▸ Extrait:
..............................

# Signal - messagerie cryptée - soucis....



## sangohan17 (31 Mars 2016)

Bonsoir, 

je viens d'installer SIGNAL, une messagerie cryptée que vous connaissez peut être. 

Je rencontre quelques soucis à l'installation, en l’occurrence pour envoyer des messages ou des appels. Le problème c'est que dans le liste de numéros qui est dans l'appli il n'y a que des numéros que je n'utilise plus ou pas. J'ai au moins 600 numéros dans mon tel et là dans l'appli il y a 52 numéros. Mes favoris n'ont même pas été mis dedans et je ne peux même pas effacer ces contacts... La loose totale  

Et bien sur les numéros que j'ai besoin d'utiliser avec cette messagerie n'y apparaissent pas et je ne peux pas rajouter manuellement des numéros. 

J'ai effacé l'appli, je l'ai ré-installé mais c'est toujours la même chose. 

Avez-vous déjà rencontré ces problèmes ? 

Sinon avez-vous une autre application de messagerie cryptée pour iphone ? Et bien sur bien cryptée 

Je vous remercie
Bonne soirée


----------



## Deleted member 284611 (31 Mars 2016)

Je pense que ce n'est pas un soucis, mais que signal ne te propose que les numéros des gens qui utilisent la meme appli dans tes contacts...

C'est bête mais pour crypter un appel ou un message, il faut en face quelqu'un pour le décrypter...


----------



## touba (31 Mars 2016)

Tu veux des appels cryptés ou simplement la messagerie ?

Si c'est juste les messages utilise WhatsApp c'est largement plus répandu...
Ils devraient même bientôt crypter les appels...


----------



## sangohan17 (5 Avril 2016)

Bonjour, 

merci pour votre retour. 

Alors les personnes qui sont affichées dans mon tel ne sont pas des gens qui utilisent cette appli. C'est ce que je croyais au début, mais quand j'ai vu la liste des noms, c'est à majorité des tel fixe d'entreprises (boulangerie, garage, boucher,....), de retraités, de tel qui n'existent plus. 

Je ne suis pas fan de whatsapp, je cherche vraiment quelque chose de sécuriser pour parler. 

Dans Signal ce qui est bien c'est que tu as les appels qui sont crypter et les sms.


----------



## touba (5 Avril 2016)

Depuis aujourd'hui, en tout cas sur mon téléphone, whattsapp m'a signifié que les messages ET les appels sont désormais cryptés !!


Sent from my iPhone using Forums iGeneration mobile app


----------



## sangohan17 (5 Avril 2016)

touba a dit:


> Depuis aujourd'hui, en tout cas sur mon téléphone, whattsapp m'a signifié que les messages ET les appels sont désormais cryptés !!
> 
> 
> Sent from my iPhone using Forums iGeneration mobile app


c'est un vrai cryptage ? ou c'est un cryptage qui est cassable facielment ? 

J'ai préféré me tourner vers une autre application comme Signal quand même


----------



## touba (5 Avril 2016)

sangohan17 a dit:


> c'est un vrai cryptage ? ou c'est un cryptage qui est cassable facilement ?



LOL


----------

..............................

▸ Tâches à réaliser:
**a)** Dans le fil sur Signal, combien de numéros apparaissent dans l'appli selon le premier message ?
**b)** Recopiez le passage du fil sur Signal qui commence à "J'ai préféré me" et se termine à "cassable facilement ?".

▸ Données sources:
..............................

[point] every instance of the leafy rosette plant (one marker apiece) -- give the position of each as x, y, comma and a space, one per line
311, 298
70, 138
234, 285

..............................

▸ Résultats finaux:
**a)** 52 numéros.

**b)**
J'ai préféré me tourner vers une autre application comme Signal quand même


----------



## touba (5 Avril 2016)

sangohan17 a dit:


> c'est un vrai cryptage ? ou c'est un cryptage qui est cassable facilement ?